### Exercise materials
++++++++
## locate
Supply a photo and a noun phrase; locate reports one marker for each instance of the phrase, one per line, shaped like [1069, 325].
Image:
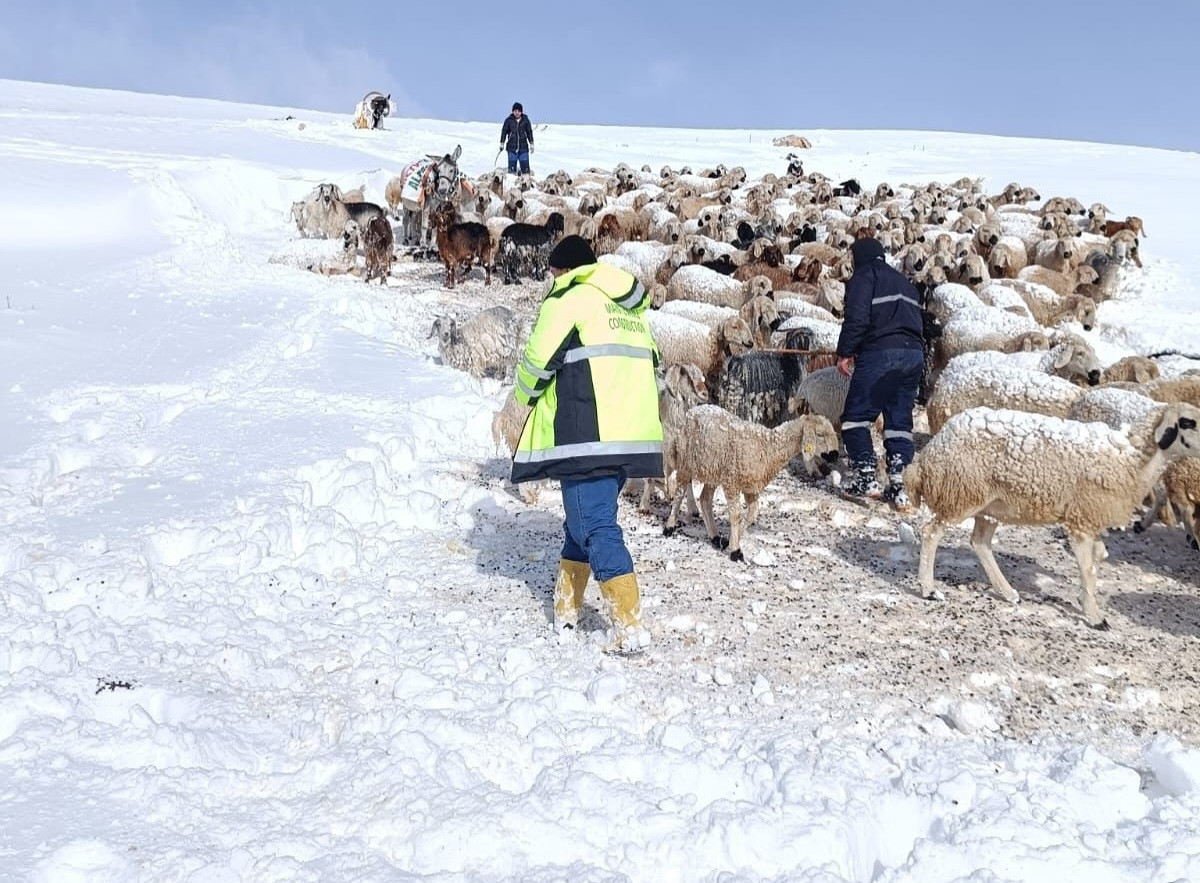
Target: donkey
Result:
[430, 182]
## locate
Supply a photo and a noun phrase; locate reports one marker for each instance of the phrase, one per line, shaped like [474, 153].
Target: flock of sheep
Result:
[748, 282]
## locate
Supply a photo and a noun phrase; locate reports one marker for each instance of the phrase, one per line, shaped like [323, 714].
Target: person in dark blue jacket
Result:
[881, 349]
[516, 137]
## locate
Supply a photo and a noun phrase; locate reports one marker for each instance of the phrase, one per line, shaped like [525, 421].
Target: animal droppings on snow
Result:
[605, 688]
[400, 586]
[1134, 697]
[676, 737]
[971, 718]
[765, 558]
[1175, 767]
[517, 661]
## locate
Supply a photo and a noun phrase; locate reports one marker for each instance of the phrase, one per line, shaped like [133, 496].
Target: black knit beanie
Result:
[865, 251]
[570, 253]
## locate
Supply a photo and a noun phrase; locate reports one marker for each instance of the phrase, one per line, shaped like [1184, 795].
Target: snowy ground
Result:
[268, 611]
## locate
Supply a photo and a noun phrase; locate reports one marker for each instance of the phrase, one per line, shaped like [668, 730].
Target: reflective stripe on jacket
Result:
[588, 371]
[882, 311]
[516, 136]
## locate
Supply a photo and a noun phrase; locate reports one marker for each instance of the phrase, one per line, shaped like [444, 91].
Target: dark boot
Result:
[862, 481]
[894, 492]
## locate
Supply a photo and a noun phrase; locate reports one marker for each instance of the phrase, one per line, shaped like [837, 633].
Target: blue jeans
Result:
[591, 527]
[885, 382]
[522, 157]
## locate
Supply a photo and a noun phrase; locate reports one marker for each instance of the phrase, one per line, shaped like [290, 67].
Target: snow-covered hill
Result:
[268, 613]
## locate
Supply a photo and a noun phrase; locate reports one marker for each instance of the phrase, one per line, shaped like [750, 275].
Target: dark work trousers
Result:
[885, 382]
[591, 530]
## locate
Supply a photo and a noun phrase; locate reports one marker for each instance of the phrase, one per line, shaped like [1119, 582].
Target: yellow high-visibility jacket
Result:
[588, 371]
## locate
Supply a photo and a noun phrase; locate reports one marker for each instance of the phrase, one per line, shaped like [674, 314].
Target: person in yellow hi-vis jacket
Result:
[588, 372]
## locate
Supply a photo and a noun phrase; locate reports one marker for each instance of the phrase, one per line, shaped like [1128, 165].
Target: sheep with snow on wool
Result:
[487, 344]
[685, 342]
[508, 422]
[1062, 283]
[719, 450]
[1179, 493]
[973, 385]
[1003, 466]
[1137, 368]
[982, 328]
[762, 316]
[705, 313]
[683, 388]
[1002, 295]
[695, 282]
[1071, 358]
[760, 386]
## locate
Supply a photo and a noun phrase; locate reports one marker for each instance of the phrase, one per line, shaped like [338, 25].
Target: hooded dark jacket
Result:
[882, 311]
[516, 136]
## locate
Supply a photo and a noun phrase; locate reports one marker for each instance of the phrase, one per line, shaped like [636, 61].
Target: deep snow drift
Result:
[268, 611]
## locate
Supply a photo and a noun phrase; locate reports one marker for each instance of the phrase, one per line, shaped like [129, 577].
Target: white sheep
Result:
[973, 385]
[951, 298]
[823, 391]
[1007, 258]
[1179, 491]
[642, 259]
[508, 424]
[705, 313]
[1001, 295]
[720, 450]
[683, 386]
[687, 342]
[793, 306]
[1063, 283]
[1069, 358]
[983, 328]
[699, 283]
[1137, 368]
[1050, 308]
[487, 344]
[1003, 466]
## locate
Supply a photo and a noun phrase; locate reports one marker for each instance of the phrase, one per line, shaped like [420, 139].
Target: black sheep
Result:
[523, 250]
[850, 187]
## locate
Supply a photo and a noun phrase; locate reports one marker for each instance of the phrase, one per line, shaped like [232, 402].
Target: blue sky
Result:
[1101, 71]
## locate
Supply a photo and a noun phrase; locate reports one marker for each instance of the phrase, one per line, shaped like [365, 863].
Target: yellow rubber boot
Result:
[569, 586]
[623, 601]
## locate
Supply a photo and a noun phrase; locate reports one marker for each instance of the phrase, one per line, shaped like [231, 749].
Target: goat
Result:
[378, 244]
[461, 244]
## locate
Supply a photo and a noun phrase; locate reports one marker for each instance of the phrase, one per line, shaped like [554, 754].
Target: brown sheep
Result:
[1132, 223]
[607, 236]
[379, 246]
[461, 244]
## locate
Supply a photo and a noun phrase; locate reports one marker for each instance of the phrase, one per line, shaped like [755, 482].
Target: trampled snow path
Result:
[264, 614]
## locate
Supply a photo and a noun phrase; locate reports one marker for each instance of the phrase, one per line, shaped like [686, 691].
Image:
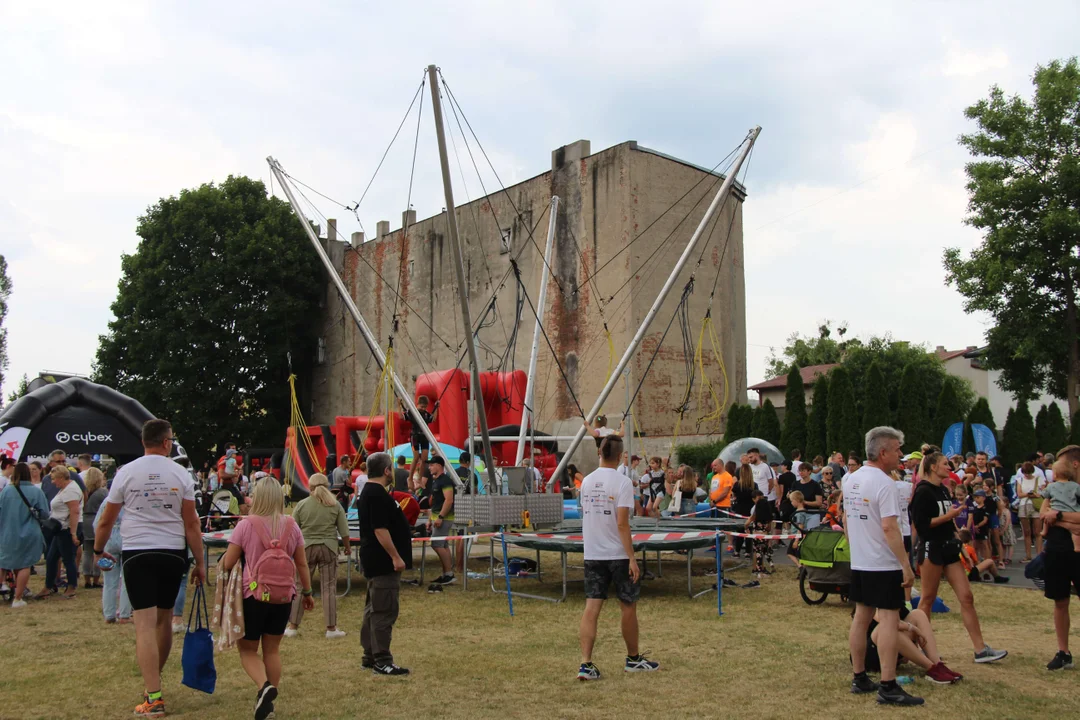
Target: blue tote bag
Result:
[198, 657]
++++++++
### Work instruction
From the data above, copy each line that holds "jacket".

### Solution to this task
Target: person in dark blue jacket
Target: reflective stripe on jacket
Target: yellow high-visibility jacket
Target: person in yellow hi-vis jacket
Target: hooded dark jacket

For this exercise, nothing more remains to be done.